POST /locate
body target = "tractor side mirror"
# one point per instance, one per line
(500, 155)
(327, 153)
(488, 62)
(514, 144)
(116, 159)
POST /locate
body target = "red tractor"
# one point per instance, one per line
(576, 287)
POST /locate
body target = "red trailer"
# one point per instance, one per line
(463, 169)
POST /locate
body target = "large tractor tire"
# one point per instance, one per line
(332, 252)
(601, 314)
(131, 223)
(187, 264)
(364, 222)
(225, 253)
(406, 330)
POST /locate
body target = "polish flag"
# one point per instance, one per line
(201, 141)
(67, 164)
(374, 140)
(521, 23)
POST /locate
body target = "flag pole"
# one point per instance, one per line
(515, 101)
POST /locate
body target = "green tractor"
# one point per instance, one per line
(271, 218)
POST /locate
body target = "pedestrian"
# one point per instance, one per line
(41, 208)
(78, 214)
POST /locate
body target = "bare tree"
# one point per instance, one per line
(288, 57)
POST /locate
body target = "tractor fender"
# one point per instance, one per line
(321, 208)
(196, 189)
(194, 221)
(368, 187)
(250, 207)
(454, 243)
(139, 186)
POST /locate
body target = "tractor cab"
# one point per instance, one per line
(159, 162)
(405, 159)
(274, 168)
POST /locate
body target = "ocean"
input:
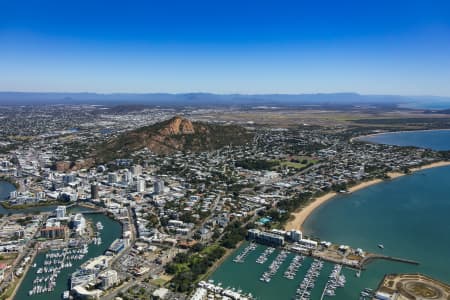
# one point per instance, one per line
(430, 139)
(408, 215)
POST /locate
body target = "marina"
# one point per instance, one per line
(274, 266)
(302, 277)
(48, 277)
(55, 261)
(240, 258)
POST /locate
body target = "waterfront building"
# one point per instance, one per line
(295, 235)
(117, 246)
(13, 195)
(136, 170)
(54, 232)
(310, 244)
(108, 279)
(112, 178)
(266, 238)
(158, 187)
(79, 223)
(127, 178)
(61, 212)
(94, 191)
(68, 178)
(140, 186)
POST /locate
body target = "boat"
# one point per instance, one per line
(99, 225)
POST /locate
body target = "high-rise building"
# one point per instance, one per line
(68, 178)
(158, 187)
(136, 170)
(112, 178)
(108, 279)
(94, 191)
(60, 212)
(140, 185)
(127, 178)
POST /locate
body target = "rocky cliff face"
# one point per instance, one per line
(178, 125)
(176, 134)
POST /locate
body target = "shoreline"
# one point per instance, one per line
(360, 137)
(302, 215)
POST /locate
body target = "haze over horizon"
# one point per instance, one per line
(264, 47)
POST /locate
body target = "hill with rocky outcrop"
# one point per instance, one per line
(176, 134)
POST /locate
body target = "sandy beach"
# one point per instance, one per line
(301, 216)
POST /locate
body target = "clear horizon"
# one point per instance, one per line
(265, 47)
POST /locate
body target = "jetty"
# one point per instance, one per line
(372, 256)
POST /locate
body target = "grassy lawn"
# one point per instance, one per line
(159, 282)
(298, 162)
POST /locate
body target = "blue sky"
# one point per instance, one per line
(370, 47)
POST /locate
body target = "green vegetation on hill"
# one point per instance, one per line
(256, 164)
(188, 266)
(169, 136)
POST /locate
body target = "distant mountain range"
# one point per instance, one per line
(206, 99)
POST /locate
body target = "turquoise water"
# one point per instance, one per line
(245, 276)
(112, 230)
(431, 139)
(409, 215)
(5, 189)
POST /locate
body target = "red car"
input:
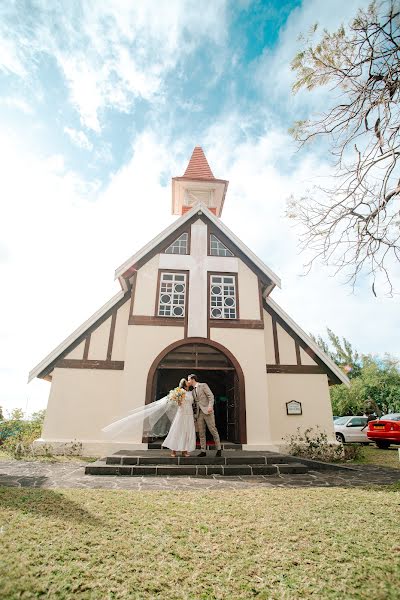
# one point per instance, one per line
(385, 431)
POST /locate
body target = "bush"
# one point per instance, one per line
(315, 445)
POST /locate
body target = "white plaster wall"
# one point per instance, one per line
(248, 347)
(77, 353)
(81, 402)
(249, 298)
(146, 288)
(120, 333)
(312, 391)
(306, 359)
(287, 348)
(269, 339)
(99, 341)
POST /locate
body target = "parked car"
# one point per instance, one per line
(351, 429)
(385, 431)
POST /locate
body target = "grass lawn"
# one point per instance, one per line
(270, 543)
(384, 458)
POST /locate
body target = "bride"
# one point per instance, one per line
(182, 436)
(159, 418)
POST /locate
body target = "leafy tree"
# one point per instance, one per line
(353, 224)
(375, 382)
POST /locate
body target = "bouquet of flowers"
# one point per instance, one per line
(177, 395)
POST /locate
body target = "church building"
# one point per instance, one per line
(195, 299)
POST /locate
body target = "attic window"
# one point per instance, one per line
(179, 246)
(217, 248)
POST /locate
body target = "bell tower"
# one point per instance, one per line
(198, 184)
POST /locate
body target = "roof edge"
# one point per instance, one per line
(309, 341)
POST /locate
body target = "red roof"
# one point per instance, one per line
(198, 167)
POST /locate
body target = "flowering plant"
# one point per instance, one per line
(177, 395)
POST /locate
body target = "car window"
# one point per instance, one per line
(341, 421)
(357, 422)
(392, 417)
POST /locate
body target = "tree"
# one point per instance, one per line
(375, 381)
(354, 223)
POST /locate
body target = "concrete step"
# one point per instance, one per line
(235, 458)
(211, 446)
(168, 470)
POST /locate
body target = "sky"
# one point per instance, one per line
(101, 103)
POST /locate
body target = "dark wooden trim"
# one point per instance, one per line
(260, 297)
(210, 321)
(315, 370)
(133, 292)
(189, 232)
(111, 336)
(238, 253)
(151, 378)
(84, 335)
(112, 365)
(86, 348)
(236, 324)
(331, 375)
(298, 355)
(276, 342)
(160, 321)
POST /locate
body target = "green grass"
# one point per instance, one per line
(49, 459)
(384, 458)
(254, 543)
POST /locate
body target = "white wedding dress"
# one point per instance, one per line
(182, 435)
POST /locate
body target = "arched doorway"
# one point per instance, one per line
(214, 364)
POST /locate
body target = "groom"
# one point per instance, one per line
(204, 399)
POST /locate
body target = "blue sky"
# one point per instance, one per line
(101, 103)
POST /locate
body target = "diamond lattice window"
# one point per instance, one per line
(172, 297)
(217, 248)
(223, 297)
(179, 246)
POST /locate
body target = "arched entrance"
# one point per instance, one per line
(214, 364)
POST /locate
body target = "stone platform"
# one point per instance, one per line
(232, 462)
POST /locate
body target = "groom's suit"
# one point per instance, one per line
(204, 399)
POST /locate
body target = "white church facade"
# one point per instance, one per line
(194, 299)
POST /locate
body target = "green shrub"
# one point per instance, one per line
(314, 444)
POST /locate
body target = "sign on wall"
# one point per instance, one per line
(294, 408)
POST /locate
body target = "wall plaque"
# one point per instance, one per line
(294, 408)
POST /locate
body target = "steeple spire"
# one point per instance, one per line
(198, 184)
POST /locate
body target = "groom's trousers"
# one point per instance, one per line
(202, 420)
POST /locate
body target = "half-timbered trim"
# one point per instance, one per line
(112, 365)
(162, 321)
(276, 342)
(236, 323)
(86, 348)
(199, 211)
(44, 369)
(151, 378)
(310, 369)
(277, 319)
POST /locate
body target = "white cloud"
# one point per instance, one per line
(79, 138)
(111, 52)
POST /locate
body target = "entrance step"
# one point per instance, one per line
(167, 470)
(159, 463)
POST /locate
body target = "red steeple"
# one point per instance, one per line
(198, 167)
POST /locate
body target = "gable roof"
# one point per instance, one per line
(198, 167)
(335, 370)
(125, 270)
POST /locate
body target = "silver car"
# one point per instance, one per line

--*--

## Your assignment
If the string "church" appears in a line of the data above, that line counts. State how many such lines there are and nothing more.

## Task result
2